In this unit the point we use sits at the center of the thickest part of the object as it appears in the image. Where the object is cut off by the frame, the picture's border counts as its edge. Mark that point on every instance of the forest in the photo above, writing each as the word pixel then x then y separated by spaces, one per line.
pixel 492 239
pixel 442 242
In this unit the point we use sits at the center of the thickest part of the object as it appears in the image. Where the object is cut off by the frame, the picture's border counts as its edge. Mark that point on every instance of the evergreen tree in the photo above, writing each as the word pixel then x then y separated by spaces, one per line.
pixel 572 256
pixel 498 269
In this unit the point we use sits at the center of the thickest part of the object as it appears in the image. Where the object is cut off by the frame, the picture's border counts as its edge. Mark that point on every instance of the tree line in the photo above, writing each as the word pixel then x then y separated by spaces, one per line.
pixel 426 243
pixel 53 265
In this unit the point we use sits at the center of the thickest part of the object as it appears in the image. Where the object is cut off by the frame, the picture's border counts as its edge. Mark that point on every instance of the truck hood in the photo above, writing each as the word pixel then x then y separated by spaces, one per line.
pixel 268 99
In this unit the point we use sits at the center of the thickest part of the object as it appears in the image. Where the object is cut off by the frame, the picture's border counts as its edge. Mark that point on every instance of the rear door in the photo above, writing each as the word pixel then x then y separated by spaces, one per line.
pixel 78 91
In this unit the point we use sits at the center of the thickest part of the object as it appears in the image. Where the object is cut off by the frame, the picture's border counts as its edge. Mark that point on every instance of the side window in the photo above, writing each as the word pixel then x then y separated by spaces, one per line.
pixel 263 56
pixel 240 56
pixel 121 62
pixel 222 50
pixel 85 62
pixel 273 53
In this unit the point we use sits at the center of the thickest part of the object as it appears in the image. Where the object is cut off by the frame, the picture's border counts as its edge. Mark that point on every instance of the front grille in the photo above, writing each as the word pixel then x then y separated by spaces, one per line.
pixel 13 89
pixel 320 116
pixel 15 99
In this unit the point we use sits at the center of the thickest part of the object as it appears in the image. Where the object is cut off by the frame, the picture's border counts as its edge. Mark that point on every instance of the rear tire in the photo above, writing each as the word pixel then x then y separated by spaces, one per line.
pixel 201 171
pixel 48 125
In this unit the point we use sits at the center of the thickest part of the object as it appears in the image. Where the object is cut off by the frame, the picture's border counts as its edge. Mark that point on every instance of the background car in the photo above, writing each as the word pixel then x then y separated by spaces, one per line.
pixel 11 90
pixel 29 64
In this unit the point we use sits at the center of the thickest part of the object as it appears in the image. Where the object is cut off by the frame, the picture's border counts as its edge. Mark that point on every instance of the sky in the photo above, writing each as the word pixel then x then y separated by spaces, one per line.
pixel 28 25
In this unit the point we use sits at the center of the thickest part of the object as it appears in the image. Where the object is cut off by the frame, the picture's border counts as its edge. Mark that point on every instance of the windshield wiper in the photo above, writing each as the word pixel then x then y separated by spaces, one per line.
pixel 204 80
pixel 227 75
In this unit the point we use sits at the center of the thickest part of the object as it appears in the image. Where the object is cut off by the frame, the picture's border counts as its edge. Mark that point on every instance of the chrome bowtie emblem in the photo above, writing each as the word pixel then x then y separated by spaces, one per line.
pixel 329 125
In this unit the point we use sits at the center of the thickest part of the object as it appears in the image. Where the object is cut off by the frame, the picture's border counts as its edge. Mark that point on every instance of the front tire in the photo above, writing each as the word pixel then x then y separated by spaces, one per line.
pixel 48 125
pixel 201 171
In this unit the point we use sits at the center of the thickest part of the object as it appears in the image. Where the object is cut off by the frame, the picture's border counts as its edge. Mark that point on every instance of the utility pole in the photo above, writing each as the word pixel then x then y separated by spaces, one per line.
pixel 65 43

════════════════

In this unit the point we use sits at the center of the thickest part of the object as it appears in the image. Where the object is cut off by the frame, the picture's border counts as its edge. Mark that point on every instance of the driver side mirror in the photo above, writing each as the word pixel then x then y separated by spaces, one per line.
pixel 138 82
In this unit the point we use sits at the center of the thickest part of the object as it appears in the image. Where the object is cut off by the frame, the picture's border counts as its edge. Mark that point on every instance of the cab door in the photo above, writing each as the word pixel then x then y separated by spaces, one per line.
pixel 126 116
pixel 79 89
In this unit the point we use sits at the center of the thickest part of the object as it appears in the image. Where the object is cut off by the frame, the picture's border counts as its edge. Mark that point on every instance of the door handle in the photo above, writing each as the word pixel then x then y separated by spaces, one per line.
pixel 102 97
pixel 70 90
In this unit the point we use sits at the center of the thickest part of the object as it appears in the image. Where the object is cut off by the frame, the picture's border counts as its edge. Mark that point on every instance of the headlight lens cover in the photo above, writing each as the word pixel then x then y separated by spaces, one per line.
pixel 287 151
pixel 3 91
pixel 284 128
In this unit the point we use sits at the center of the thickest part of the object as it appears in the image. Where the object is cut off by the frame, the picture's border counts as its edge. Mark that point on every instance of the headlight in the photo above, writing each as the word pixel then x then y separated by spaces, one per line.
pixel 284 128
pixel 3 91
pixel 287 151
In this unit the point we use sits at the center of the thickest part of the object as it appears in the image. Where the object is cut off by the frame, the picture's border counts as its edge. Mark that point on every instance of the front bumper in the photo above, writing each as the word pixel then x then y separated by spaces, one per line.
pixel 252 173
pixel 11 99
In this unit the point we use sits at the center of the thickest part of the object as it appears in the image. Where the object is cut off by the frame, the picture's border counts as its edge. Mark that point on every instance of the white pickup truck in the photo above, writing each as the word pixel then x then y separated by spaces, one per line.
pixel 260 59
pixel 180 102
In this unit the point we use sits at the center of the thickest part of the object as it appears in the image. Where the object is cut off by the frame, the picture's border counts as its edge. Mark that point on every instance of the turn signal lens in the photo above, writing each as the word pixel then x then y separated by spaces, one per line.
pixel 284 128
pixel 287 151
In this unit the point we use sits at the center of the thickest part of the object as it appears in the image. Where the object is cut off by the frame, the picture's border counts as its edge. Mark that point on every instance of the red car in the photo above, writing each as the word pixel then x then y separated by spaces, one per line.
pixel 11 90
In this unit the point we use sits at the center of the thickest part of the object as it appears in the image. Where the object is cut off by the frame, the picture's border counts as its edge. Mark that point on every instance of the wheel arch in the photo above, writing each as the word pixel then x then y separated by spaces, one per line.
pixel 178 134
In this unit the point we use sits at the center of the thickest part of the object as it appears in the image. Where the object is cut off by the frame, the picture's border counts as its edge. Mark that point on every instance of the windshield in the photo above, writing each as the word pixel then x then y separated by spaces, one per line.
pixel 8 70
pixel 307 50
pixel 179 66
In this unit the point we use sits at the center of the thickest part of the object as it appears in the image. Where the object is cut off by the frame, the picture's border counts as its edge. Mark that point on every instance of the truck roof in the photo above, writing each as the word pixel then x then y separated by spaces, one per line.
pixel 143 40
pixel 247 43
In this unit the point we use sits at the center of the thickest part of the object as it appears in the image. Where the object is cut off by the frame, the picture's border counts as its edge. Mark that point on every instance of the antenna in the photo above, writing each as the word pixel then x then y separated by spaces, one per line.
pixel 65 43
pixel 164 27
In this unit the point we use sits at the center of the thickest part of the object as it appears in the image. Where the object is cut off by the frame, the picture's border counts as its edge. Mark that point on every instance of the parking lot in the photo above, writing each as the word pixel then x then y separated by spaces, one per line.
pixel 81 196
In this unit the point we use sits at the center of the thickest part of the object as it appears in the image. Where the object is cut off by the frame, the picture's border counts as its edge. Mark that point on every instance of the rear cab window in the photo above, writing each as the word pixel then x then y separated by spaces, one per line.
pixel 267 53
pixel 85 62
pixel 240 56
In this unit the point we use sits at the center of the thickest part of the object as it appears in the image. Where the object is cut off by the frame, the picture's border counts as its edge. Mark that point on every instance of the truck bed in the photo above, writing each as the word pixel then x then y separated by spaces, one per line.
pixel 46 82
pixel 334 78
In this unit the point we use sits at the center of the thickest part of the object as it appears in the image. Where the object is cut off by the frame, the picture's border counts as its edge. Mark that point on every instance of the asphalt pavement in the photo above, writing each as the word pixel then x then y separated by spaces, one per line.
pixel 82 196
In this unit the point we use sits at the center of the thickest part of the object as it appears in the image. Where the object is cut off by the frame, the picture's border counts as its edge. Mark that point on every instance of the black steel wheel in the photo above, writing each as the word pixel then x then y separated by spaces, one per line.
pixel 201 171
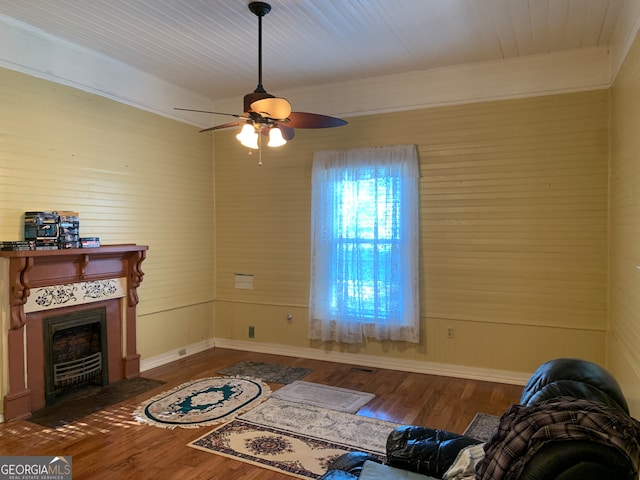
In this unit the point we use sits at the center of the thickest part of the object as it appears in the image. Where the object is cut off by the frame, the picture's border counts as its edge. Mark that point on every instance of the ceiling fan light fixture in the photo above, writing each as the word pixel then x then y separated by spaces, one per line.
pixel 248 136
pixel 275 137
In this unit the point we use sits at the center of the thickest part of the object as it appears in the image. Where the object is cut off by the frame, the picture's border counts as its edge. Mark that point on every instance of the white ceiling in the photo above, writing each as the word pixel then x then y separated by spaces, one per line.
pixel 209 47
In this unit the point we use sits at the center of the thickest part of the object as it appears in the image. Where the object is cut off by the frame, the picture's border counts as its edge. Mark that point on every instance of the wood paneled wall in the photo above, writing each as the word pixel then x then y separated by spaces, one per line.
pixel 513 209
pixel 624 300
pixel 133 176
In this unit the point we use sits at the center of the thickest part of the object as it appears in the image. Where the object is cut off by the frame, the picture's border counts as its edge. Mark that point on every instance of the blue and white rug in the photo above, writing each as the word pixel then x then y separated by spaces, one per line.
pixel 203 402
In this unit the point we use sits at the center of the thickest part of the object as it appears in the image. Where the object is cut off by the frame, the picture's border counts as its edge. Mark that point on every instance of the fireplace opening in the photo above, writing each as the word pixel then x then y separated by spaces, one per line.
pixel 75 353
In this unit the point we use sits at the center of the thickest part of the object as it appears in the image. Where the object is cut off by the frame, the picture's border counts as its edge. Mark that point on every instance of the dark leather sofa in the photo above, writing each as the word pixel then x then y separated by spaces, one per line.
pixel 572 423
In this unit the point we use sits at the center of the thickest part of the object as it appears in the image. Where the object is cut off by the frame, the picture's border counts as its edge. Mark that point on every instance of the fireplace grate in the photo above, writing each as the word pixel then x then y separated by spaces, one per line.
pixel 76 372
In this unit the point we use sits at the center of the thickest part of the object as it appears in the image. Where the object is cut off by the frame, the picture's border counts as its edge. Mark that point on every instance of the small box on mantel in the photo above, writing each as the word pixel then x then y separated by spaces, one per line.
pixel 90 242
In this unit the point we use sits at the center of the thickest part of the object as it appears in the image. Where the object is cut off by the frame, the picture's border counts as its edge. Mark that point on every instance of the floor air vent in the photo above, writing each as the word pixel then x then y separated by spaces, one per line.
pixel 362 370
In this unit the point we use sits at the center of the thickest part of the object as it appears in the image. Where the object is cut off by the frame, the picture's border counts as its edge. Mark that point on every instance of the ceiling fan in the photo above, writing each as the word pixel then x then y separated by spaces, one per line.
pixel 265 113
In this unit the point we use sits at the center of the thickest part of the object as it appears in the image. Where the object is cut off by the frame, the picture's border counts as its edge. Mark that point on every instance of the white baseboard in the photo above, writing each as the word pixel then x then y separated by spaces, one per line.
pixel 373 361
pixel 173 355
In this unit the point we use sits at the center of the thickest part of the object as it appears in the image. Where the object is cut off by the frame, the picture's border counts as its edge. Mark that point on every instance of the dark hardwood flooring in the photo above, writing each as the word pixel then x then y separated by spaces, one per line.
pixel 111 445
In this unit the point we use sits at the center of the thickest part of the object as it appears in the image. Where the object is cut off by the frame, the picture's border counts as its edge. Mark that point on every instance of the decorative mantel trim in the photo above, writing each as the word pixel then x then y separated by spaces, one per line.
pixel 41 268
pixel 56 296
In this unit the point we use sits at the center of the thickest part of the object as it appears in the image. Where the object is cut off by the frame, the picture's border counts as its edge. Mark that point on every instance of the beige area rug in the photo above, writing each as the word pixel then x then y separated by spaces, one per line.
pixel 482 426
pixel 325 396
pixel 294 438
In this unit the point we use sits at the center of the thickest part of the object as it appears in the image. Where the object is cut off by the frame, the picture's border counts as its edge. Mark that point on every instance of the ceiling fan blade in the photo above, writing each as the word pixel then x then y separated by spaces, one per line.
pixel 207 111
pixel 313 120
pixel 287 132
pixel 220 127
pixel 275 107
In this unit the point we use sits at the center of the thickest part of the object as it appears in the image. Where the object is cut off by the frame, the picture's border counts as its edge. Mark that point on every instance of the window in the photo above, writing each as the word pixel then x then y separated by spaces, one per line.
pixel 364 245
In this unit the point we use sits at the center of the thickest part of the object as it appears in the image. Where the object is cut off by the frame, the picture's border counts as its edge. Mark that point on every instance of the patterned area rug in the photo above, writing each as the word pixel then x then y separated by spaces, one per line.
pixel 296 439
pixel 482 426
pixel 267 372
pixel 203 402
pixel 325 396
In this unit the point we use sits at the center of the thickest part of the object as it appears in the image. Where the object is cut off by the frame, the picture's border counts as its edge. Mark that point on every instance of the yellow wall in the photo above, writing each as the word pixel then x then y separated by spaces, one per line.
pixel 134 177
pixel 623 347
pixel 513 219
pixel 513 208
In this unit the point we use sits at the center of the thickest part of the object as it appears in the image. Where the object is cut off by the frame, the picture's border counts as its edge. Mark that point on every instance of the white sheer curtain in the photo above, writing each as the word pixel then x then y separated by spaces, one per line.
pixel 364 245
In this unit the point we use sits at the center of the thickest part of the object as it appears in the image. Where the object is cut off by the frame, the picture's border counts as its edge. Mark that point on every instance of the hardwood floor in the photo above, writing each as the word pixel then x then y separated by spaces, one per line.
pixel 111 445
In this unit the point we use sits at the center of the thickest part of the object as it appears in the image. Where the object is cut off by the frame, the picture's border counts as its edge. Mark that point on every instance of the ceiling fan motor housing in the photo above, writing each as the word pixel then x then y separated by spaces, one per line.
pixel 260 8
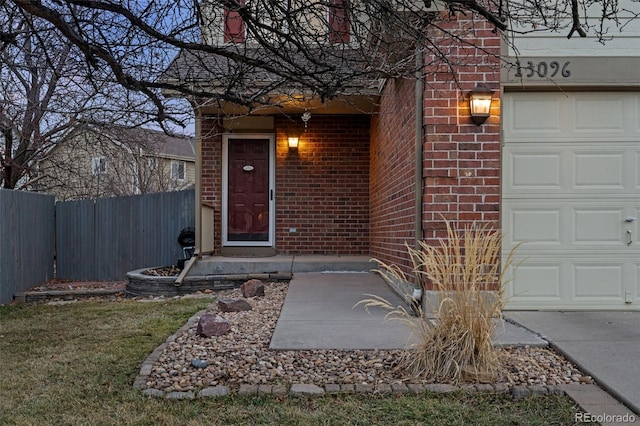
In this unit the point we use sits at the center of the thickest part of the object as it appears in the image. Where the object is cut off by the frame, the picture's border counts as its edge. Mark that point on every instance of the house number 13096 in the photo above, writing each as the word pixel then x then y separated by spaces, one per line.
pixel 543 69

════════════════

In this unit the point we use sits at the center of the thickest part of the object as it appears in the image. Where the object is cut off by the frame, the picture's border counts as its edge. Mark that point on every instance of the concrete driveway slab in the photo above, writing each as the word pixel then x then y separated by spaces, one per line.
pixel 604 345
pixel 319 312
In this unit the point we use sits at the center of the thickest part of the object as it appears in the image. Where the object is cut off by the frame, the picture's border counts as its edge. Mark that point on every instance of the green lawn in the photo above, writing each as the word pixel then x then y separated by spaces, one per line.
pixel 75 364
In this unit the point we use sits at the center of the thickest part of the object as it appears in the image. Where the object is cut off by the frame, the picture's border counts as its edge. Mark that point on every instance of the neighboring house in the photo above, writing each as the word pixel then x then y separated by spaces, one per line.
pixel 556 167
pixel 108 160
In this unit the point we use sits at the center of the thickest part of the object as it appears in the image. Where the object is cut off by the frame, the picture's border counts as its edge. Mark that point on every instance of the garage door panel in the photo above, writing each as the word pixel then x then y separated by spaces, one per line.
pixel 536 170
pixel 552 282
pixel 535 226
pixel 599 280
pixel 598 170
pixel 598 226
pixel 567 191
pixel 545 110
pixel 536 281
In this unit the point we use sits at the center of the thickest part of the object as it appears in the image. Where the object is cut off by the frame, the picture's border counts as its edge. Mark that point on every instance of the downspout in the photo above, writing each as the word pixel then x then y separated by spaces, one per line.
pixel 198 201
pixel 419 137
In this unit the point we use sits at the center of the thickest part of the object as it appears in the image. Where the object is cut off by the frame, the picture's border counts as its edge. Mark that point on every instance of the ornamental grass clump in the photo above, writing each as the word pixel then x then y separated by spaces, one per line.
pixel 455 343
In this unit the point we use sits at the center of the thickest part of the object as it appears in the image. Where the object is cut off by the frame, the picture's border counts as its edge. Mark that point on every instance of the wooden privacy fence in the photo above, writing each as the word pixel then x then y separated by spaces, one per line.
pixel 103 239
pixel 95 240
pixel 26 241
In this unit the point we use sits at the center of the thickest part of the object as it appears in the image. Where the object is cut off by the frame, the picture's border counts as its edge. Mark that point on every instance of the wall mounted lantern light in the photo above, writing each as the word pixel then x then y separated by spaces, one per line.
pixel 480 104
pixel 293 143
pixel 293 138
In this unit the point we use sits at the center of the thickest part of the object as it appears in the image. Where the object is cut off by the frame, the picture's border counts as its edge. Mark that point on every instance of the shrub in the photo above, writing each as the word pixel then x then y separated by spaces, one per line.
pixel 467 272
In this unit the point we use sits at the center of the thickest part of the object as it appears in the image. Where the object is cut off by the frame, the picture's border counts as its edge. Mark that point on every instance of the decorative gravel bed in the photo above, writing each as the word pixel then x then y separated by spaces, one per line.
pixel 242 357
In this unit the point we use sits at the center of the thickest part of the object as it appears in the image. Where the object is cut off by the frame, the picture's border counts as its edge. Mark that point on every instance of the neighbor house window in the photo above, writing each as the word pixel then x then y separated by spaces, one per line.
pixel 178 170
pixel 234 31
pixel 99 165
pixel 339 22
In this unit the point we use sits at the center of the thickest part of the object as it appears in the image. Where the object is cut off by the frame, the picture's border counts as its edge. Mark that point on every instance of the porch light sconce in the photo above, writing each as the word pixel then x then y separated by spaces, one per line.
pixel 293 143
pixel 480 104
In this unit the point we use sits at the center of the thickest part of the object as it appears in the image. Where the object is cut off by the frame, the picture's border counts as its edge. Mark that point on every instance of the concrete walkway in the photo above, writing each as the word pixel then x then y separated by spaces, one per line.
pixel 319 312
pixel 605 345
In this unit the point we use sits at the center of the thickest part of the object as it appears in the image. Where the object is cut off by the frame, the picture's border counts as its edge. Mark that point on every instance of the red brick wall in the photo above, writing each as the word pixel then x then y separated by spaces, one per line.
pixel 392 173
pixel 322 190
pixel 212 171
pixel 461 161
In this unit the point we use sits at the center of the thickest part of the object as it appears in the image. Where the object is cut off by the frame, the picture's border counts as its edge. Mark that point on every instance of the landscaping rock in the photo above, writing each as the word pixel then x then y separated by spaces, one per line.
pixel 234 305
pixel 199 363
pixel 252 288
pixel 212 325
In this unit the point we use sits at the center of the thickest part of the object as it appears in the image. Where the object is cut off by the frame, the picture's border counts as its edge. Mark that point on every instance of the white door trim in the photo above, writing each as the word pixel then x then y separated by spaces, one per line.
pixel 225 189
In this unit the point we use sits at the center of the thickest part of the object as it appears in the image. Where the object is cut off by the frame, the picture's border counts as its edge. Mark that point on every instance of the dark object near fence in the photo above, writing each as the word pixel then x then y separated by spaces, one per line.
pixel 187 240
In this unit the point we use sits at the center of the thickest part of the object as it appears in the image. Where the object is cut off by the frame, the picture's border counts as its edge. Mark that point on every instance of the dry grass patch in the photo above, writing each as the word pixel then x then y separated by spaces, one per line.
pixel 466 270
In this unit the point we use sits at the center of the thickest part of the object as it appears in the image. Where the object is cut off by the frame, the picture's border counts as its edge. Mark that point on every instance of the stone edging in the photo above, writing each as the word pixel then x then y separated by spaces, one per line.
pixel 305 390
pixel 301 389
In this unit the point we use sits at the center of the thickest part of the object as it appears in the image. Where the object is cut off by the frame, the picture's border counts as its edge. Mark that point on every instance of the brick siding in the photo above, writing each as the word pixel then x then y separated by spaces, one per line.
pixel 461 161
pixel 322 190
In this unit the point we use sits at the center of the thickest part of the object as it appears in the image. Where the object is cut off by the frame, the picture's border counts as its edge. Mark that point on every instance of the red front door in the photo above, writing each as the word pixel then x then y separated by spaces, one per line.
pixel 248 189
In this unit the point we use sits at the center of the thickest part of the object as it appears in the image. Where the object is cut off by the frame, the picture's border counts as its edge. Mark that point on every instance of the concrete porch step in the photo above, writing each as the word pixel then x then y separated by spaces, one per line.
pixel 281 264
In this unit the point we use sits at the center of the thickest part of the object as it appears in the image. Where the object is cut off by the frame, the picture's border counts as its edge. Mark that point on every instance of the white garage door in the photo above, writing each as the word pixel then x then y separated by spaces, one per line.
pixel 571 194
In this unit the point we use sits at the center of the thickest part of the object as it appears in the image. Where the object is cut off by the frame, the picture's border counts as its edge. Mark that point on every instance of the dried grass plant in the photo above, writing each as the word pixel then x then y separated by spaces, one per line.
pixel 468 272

════════════════

Exercise brief »
Which lines of the records above contain the string "patterned"? Report each of those lines in full, treating uppercase and lowercase letters as different.

Answer to this problem »
In this unit the point we use sits at the center of the thickest part of the object as it appears in the image. Where the object is cut off by the frame, the picture's border counts as its edge. Mark that point on every instance of the patterned area rug in the photo above, writing each as the word pixel then x then y separated by spaces, one per line.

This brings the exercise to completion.